Entrées d'annotation par boîtes englobantes

--------

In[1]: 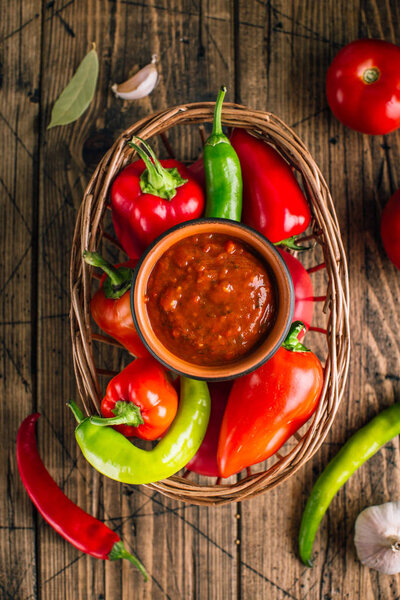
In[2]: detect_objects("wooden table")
[0,0,400,600]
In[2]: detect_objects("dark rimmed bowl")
[131,219,294,381]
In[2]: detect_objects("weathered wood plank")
[0,0,42,598]
[0,0,400,600]
[39,0,236,599]
[239,1,400,599]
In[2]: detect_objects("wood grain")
[0,1,42,599]
[0,0,400,600]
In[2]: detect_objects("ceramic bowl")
[131,219,294,381]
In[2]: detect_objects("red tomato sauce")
[146,233,276,366]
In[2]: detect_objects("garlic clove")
[111,54,158,100]
[354,501,400,575]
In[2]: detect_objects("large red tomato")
[326,40,400,135]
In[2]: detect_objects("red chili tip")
[26,413,40,423]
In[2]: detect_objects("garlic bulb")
[354,501,400,575]
[111,54,158,100]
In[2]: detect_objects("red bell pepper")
[186,381,233,477]
[381,189,400,269]
[217,321,324,477]
[278,248,314,330]
[111,138,204,258]
[83,251,149,357]
[230,129,311,243]
[91,357,178,440]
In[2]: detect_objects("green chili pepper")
[203,86,243,221]
[299,403,400,567]
[69,377,211,484]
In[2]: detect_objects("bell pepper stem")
[90,400,144,427]
[282,321,310,352]
[83,250,124,287]
[83,250,133,300]
[129,137,188,200]
[211,85,226,135]
[274,235,314,252]
[108,542,149,581]
[67,400,85,423]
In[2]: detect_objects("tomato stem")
[363,67,381,85]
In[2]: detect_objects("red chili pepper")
[186,381,233,477]
[92,357,178,440]
[326,40,400,135]
[381,189,400,269]
[17,413,147,580]
[83,251,149,357]
[111,138,204,258]
[217,322,323,477]
[278,248,314,330]
[230,129,311,243]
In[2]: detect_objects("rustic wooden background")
[0,0,400,600]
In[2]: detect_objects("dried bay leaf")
[47,44,99,129]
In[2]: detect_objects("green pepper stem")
[83,250,124,287]
[108,541,149,581]
[274,235,314,252]
[211,85,226,135]
[129,137,188,200]
[282,321,311,352]
[83,250,133,300]
[90,400,144,427]
[67,400,85,423]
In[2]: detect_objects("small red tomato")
[326,40,400,135]
[381,189,400,269]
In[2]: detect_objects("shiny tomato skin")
[217,347,324,477]
[326,39,400,135]
[381,189,400,269]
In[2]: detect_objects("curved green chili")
[70,377,211,484]
[203,86,243,221]
[299,403,400,567]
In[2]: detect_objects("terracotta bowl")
[131,219,294,381]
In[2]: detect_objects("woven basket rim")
[70,102,350,505]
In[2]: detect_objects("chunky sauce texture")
[146,233,276,366]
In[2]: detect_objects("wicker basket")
[70,103,349,505]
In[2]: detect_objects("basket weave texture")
[70,102,350,505]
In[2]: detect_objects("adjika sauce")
[146,233,276,366]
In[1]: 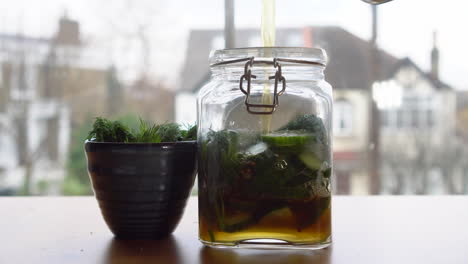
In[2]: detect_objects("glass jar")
[197,47,332,249]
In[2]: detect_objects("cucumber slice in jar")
[261,131,314,152]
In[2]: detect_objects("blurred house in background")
[0,16,108,194]
[175,26,455,194]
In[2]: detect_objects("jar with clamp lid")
[197,47,332,249]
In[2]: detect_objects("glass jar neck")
[210,47,327,81]
[211,64,325,81]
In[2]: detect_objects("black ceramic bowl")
[85,141,197,239]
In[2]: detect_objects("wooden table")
[0,196,468,264]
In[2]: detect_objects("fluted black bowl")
[85,141,197,239]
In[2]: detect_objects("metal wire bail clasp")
[239,57,286,115]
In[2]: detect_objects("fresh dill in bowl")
[86,117,197,143]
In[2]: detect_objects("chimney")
[431,31,439,80]
[303,27,314,48]
[55,13,81,46]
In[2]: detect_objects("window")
[211,35,224,50]
[248,36,262,47]
[286,34,304,47]
[333,100,353,136]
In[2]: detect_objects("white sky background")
[0,0,468,89]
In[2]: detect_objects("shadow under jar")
[197,47,332,249]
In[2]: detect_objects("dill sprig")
[87,117,197,143]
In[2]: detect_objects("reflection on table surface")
[101,236,332,264]
[200,247,332,264]
[101,236,183,264]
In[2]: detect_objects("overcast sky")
[0,0,468,89]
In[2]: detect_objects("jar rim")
[210,47,328,67]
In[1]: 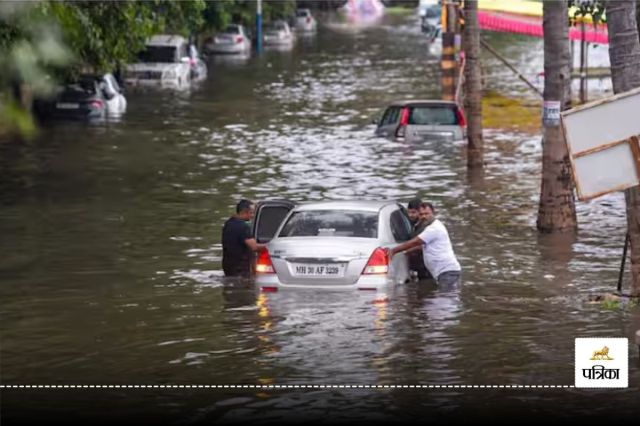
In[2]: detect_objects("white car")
[125,35,207,89]
[263,21,293,46]
[253,201,411,291]
[204,24,251,54]
[295,9,318,33]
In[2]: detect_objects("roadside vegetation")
[0,0,296,138]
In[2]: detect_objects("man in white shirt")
[389,203,461,285]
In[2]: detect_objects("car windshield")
[409,105,458,126]
[279,210,378,238]
[138,46,176,63]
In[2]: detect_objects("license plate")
[56,102,80,109]
[291,263,346,277]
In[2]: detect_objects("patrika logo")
[591,346,613,361]
[575,337,629,388]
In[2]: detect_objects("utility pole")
[256,0,262,53]
[440,0,460,101]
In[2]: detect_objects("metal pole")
[580,19,587,103]
[256,0,262,53]
[618,232,631,293]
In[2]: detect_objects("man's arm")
[244,238,267,251]
[389,237,423,257]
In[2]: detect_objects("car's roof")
[147,34,187,46]
[389,99,456,106]
[295,201,397,212]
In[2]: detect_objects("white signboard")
[561,88,640,200]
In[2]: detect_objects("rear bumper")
[256,274,394,291]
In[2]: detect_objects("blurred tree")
[42,0,206,72]
[0,1,72,138]
[537,0,577,233]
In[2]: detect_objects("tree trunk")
[462,0,484,168]
[607,0,640,296]
[537,0,577,233]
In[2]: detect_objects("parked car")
[263,20,293,46]
[34,74,127,119]
[294,9,318,33]
[375,100,467,141]
[204,24,251,54]
[253,201,411,291]
[125,35,207,88]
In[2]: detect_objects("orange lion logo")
[591,346,613,361]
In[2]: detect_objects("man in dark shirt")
[222,200,266,277]
[407,198,429,279]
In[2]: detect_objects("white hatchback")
[254,201,411,291]
[125,35,207,89]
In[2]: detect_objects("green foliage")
[43,0,206,71]
[0,2,72,137]
[569,0,607,25]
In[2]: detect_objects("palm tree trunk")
[463,0,484,168]
[607,0,640,296]
[537,0,577,233]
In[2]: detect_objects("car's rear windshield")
[64,78,96,98]
[409,105,458,126]
[138,46,176,63]
[279,210,378,238]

--------

Reproduisez les données depuis leur début jusqu'à la ligne contenant "[47,44,99,129]", celle-ci incluse, requêtes comprises, en augmentant de 29 chacune des coordonnées figurant dans les réponses. Omettez les images dans votre réponse.

In[1]: 
In[2]: detect_objects("wooden table")
[29,29,429,629]
In[2]: detect_objects("dark rimmed bowl")
[160,248,323,410]
In[2]: detect_objects("weathered wood plank")
[29,29,71,627]
[29,29,429,629]
[68,29,265,628]
[268,30,429,628]
In[2]: detect_objects("wood grain")
[29,30,71,628]
[29,29,429,629]
In[2]: detect_objects("ceramic bowl")
[160,248,323,410]
In[2]: detect_objects("red tomato sauce")
[175,262,305,395]
In[2]: detect_objects("garlic clove")
[140,83,187,129]
[383,530,429,604]
In[2]: detect_objects("large red tomato")
[355,69,429,164]
In[2]: detect_objects("red chili tip")
[55,442,69,452]
In[2]: detect_objects("garlic bulb")
[383,530,429,604]
[140,83,187,129]
In[2]: detect_objects("red bell pepper")
[215,410,262,506]
[410,218,429,298]
[246,350,353,506]
[307,277,343,359]
[140,167,233,287]
[112,280,178,386]
[259,158,340,272]
[120,386,207,469]
In[2]: detect_objects("green chili pepper")
[232,115,272,250]
[328,432,429,596]
[98,406,240,513]
In[2]: detect_objects("bell pepper stem")
[119,429,173,456]
[311,350,339,381]
[112,279,153,316]
[112,279,162,329]
[158,166,217,229]
[240,114,255,164]
[303,264,343,281]
[137,571,178,610]
[96,429,114,452]
In[2]: detect_objects("tomato stem")
[392,96,410,114]
In[2]: detect_objects("red chili pepper")
[215,410,262,506]
[121,386,207,469]
[355,69,429,164]
[410,218,429,298]
[46,442,176,609]
[112,280,178,386]
[140,167,233,287]
[246,351,352,506]
[307,277,343,359]
[259,158,340,272]
In[2]: detect_objects("rustic wooden background")
[29,29,429,629]
In[2]: detect_objects("dried bay leaf")
[76,73,128,158]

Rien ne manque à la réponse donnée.